[Image point grounding data]
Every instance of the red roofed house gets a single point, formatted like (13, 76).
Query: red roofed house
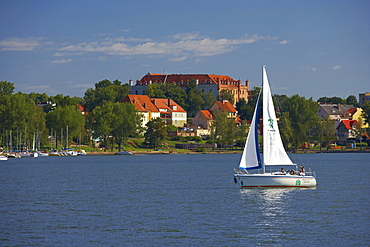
(166, 109)
(347, 129)
(171, 112)
(204, 118)
(205, 82)
(144, 105)
(355, 114)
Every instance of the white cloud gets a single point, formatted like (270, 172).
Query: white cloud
(308, 68)
(336, 67)
(64, 54)
(62, 61)
(183, 44)
(177, 59)
(18, 44)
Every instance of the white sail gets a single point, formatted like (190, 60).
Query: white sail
(273, 149)
(251, 157)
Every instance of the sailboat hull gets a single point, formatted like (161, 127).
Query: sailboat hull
(269, 180)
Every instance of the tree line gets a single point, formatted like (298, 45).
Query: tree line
(59, 122)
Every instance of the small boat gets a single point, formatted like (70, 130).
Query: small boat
(81, 152)
(54, 153)
(251, 172)
(124, 152)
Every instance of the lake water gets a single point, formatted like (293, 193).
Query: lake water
(179, 200)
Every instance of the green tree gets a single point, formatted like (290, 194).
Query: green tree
(18, 113)
(324, 131)
(225, 129)
(302, 116)
(246, 111)
(6, 88)
(105, 90)
(209, 100)
(127, 122)
(155, 133)
(243, 109)
(68, 118)
(194, 99)
(286, 130)
(332, 100)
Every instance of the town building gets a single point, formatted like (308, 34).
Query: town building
(332, 111)
(207, 83)
(205, 118)
(166, 109)
(347, 129)
(363, 98)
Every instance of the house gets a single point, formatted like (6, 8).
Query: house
(355, 114)
(207, 83)
(145, 107)
(204, 118)
(332, 111)
(225, 106)
(363, 98)
(166, 109)
(347, 129)
(171, 112)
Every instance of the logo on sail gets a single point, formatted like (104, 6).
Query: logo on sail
(271, 123)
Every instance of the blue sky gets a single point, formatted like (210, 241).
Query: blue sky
(311, 48)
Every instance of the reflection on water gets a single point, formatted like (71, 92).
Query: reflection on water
(271, 213)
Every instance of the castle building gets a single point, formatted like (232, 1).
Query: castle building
(205, 82)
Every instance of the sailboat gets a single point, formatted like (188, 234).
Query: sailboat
(274, 154)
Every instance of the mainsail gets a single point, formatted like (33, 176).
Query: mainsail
(273, 149)
(251, 155)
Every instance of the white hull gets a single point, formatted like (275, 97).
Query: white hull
(269, 180)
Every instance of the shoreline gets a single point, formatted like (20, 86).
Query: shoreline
(222, 152)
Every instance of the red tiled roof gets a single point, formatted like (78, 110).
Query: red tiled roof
(141, 102)
(352, 111)
(164, 104)
(207, 114)
(226, 106)
(176, 78)
(349, 123)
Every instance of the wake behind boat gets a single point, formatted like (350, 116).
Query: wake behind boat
(274, 153)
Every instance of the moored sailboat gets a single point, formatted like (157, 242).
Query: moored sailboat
(274, 153)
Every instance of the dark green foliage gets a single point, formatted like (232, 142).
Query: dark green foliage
(155, 133)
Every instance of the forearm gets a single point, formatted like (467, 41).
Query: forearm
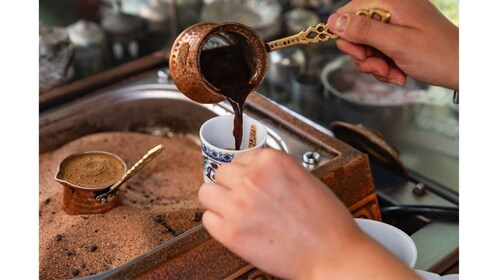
(361, 258)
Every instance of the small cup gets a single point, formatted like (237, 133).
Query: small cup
(218, 143)
(393, 239)
(82, 177)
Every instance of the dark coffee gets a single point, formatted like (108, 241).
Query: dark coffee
(228, 69)
(92, 170)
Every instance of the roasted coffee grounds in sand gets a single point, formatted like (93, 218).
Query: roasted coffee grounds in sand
(228, 69)
(91, 170)
(157, 204)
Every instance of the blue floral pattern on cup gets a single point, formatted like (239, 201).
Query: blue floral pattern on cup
(216, 155)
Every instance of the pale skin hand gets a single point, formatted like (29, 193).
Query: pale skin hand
(270, 211)
(422, 43)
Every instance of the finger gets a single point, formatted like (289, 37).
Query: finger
(381, 78)
(248, 157)
(374, 65)
(354, 50)
(364, 30)
(228, 174)
(214, 197)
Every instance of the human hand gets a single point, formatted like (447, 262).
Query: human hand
(273, 213)
(418, 41)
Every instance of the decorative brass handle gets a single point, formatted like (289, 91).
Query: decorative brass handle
(151, 154)
(320, 32)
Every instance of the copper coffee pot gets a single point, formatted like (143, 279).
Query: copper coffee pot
(79, 199)
(184, 60)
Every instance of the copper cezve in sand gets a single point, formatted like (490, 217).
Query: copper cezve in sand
(86, 175)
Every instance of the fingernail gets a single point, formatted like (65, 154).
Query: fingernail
(340, 23)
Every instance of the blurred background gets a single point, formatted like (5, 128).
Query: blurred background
(81, 38)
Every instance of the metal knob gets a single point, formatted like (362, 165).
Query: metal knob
(419, 189)
(311, 159)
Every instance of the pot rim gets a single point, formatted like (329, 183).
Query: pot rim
(253, 39)
(96, 189)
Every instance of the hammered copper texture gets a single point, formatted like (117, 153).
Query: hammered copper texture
(185, 66)
(81, 201)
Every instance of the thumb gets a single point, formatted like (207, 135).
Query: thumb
(363, 30)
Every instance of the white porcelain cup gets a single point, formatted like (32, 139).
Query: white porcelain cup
(393, 239)
(218, 142)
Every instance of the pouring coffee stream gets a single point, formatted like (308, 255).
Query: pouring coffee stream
(212, 62)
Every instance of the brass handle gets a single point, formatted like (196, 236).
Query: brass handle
(320, 32)
(151, 154)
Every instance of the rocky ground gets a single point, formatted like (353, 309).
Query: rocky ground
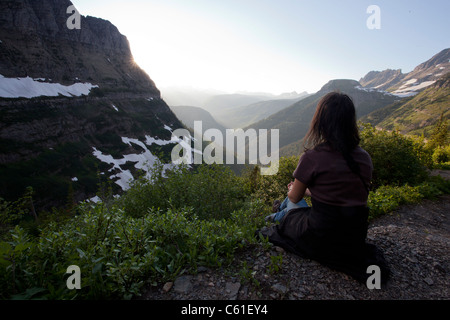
(415, 240)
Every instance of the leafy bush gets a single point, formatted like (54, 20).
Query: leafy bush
(388, 198)
(395, 157)
(271, 187)
(441, 155)
(119, 254)
(214, 191)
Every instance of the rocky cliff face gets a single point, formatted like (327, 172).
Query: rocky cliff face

§ **Assigned task**: From the line containing "Every instance of the pouring" down to the last line of the entries above, copy each line exactly and nothing more. Leave pictures out.

§ **Task answer**:
Every instance of the pouring coffee stream gets a single point, formatted like (308, 255).
Query: pouring coffee stream
(212, 62)
Every instance of the brass handle gets a single point, formatted like (196, 236).
Query: brass handle
(320, 32)
(151, 154)
Every instance of the rocky ground gets a single point, formatted like (353, 309).
Query: rocky ground
(415, 240)
Every instance of the leafy bush gets a single point, formatted like (54, 20).
Query: leafy bush
(388, 198)
(395, 157)
(271, 187)
(441, 155)
(119, 254)
(214, 191)
Every instance of the rocky cliff face gets a single point, formatted like (327, 172).
Query: rocky cliff face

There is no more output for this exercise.